*To be done:*
• 1. Reproduce word for word the part of the call for papers that runs from "This year's American" up to and including "Walsh (Washington College)".
• 2. Answer these questions using the call for papers:
(a) Where and on what dates will the conference be held?
(b) What is the word limit for paper proposals, and when are they due?
(c) In what year did Wahrheit und Methode appear?
• 3. Continue the call for papers on the reception of the classics, starting right after its last sentence.

[MGSA-L] Classics and Reception at Brown

Amanatidou, Elissavet elsa_amanatidou at brown.edu
Wed Oct 19 07:13:33 PDT 2011

The following is a call for papers for an American Comparative
Literature Association (ACLA) seminar titled "'Preservation Amid the
Ruins of Time': Classics and Its Modern Contexts of Reception."

This year's American Comparative Literature Association conference
will be held at Brown University from March 29-April 1, 2012.

Paper proposals of 250 words or less are due by November 15, 2011.
Further information can be found at this web address: http://www.acla.org.


“Preservation Amid the Ruins of Time”: Classics and Its Modern
Contexts of Reception

Seminar Organizer(s):
Gregory Baker (Brown University), Philip Walsh (Washington College)

In Wahrheit und Methode (1960), Hans-Georg Gadamer asserted that the
‘classical’ “epitomizes a general characteristic of historical being:
preservation amid the ruins of time.” Central to Gadamer’s notion of
the classical was his belief that the persistent examination of Greek
and Roman antiquity had made the modern use of classical literature
intrinsically self-critical.  From the Renaissance onwards, the desire
to analyze the ancient world had cemented an understanding of the
classical as that which had been “raised above the vicissitudes of
changing times and changing tastes.”  Self-criticism in the reception
of antiquity forged in the very definition of the term, ‘classical’,
“something enduring…a kind of timeless present that is contemporaneous
with every other present.”

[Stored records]
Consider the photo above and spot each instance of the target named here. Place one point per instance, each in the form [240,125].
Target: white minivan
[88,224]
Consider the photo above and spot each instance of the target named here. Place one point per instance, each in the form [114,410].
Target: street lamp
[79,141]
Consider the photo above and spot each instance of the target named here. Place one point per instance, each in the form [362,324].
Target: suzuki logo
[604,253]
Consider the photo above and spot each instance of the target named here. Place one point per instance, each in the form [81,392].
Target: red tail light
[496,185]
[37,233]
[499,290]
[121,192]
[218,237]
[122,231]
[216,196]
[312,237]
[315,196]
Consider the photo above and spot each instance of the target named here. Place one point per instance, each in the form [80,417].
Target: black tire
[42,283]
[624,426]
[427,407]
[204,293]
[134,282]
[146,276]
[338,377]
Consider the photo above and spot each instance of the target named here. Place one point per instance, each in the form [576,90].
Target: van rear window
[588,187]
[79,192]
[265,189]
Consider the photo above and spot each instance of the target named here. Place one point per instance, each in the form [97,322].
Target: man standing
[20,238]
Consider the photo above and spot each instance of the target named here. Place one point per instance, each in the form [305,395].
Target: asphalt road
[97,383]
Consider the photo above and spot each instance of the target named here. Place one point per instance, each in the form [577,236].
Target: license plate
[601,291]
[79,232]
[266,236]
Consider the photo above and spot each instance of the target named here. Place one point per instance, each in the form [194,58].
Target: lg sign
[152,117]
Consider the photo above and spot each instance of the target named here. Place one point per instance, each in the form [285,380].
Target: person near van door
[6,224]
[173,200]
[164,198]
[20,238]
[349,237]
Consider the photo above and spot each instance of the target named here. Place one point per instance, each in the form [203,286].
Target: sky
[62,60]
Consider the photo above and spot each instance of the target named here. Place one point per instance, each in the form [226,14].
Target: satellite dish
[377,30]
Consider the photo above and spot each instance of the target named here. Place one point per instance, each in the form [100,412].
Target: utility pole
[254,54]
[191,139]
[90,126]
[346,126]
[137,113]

*The responses:*
• 1.
This year's American Comparative Literature Association conference
will be held at Brown University from March 29-April 1, 2012.

Paper proposals of 250 words or less are due by November 15, 2011.
Further information can be found at this web address: http://www.acla.org.


“Preservation Amid the Ruins of Time”: Classics and Its Modern
Contexts of Reception

Seminar Organizer(s):
Gregory Baker (Brown University), Philip Walsh (Washington College)

• 2.
(a) At Brown University, from March 29 to April 1, 2012.
(b) 250 words or less, due by November 15, 2011.
(c) 1960.

• 3.
In this seminar, we invite participants to consider how the “timeless
present” of classical antiquity has acted upon modern literature and
history.  Is it true, as Gadamer claimed, that the ruins of Greece and
Rome remain a force in “every other present”?  Or has the classical
been irrevocably undermined in the early twenty-first century?  Since
the Renaissance, which aspects of the literary, religious and
political imagination have the classics penetrated?  For what
stylistic and philosophical ends has Greek and Roman literature been
employed or abused?  When has the appeal to antiquity strengthened—or
perhaps revoked—contemporary claims?  We welcome abstracts that deal
with the theory of classical reception, those that explore case
studies in reception history, and those which examine the place of
classics in the current crisis facing the liberal arts.

Further information for this ACLA seminar can be found here:
-------------- next part --------------
An HTML attachment was scrubbed...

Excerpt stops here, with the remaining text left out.